**TEXTO FORNECIDO**

Na sessão do Senado Federal em que foi deposta sem ter cometido crime de responsabilidade, Dilma Rousseff fez uma distinção: há o golpe de Estado desferido "a machadadas na árvore da democracia", com aparato militar e intervenção direta, e há o "golpe de fungos" naquela mesma árvore. Este exige mais esforço para que suas causas, seus agentes e efeitos sejam identificados. O presente livro registra, em tom ensaístico, tentativas de compreensão, reflexões e denúncias diversas sobre a natureza e os efeitos colaterais do golpe parlamentar-judicial de 2016. Mas, ao denunciar os retrocessos - cada vez mais experimentados - daquele evento nocivo para a democracia brasileira, a obra quer ser também um ensaio de resistência. Ela reúne os textos apresentados por professoras e professores universitários de diversas áreas do conhecimento durante o Curso de Extensão "O Golpe de 2016 e o futuro da democracia no Brasil", ocorrido na Universidade Federal de Santa Maria (UFSM), durante o primeiro semestre de 2018. Sob um viés crítico e amparados em bibliografias específicas de suas áreas e especialidades, as autoras e os autores refletem sobre a história dos golpes no Brasil; o processo de impeachment e sua qualificação jurídica como golpe; os impactos nos direitos individuais e sociais; noções de filosofia sobre mal e corrupção; os impactos do golpe nos direitos das populações negra, feminina e LGBTTQI; o Sistema Único de Saúde e os efeitos do golpe em seu desenvolvimento; a reforma do Ensino Médio e sua relação com o golpe, a influência do golpe na agricultura, na previdência, no meio ambiente etc.

**REGISTROS**
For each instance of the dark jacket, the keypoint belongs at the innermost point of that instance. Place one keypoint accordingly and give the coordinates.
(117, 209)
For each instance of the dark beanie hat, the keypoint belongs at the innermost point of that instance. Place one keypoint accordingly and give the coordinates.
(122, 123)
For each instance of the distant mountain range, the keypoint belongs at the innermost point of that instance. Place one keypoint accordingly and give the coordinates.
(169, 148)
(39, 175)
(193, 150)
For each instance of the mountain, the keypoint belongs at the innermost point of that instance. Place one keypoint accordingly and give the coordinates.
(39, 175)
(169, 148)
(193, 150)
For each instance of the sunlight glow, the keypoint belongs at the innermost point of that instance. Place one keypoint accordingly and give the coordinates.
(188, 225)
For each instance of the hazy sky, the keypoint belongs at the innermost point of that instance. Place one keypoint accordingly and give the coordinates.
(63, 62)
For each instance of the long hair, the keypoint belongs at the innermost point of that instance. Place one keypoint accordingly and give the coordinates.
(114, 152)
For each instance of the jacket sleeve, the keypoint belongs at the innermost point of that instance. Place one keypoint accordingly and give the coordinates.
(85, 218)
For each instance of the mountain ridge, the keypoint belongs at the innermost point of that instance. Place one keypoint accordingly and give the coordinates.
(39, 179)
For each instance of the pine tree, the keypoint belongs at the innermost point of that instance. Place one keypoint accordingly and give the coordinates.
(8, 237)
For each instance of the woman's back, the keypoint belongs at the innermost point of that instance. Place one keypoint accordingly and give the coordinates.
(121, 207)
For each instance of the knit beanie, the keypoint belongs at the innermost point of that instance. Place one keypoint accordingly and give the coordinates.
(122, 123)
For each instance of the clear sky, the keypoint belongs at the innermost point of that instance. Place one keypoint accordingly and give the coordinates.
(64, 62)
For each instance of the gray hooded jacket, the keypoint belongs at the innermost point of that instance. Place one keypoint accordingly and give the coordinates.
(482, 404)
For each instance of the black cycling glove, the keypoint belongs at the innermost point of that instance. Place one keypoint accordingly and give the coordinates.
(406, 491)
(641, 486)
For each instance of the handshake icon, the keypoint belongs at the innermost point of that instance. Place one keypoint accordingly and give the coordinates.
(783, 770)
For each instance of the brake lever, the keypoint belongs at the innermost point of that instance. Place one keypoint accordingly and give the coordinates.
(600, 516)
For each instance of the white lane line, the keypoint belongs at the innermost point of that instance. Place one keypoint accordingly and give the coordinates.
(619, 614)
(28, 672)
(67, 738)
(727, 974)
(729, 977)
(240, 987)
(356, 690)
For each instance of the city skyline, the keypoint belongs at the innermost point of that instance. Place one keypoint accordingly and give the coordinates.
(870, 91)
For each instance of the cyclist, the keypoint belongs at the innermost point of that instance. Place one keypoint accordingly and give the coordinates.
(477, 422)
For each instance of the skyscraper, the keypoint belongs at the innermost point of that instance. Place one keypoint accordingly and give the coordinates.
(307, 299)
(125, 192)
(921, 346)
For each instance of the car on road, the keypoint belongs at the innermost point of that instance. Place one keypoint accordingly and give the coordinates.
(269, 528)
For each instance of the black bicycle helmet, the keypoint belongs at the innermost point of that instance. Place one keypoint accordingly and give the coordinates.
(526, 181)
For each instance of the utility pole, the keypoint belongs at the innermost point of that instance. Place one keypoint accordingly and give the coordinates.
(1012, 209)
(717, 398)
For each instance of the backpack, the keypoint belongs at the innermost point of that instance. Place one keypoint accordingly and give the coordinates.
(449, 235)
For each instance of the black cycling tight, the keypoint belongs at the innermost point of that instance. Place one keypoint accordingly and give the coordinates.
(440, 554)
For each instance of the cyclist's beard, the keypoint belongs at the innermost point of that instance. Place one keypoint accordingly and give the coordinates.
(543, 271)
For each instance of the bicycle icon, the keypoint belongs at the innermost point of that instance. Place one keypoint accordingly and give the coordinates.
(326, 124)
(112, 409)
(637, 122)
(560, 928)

**DESCRIÇÃO DA TAREFA**
Cite as populações cujos direitos, conforme o texto sobre o golpe de 2016, aparecem entre os temas analisados pelos autores do livro.

**RESPOSTA AO PROBLEMA**
- População negra
- População feminina
- População LGBTTQI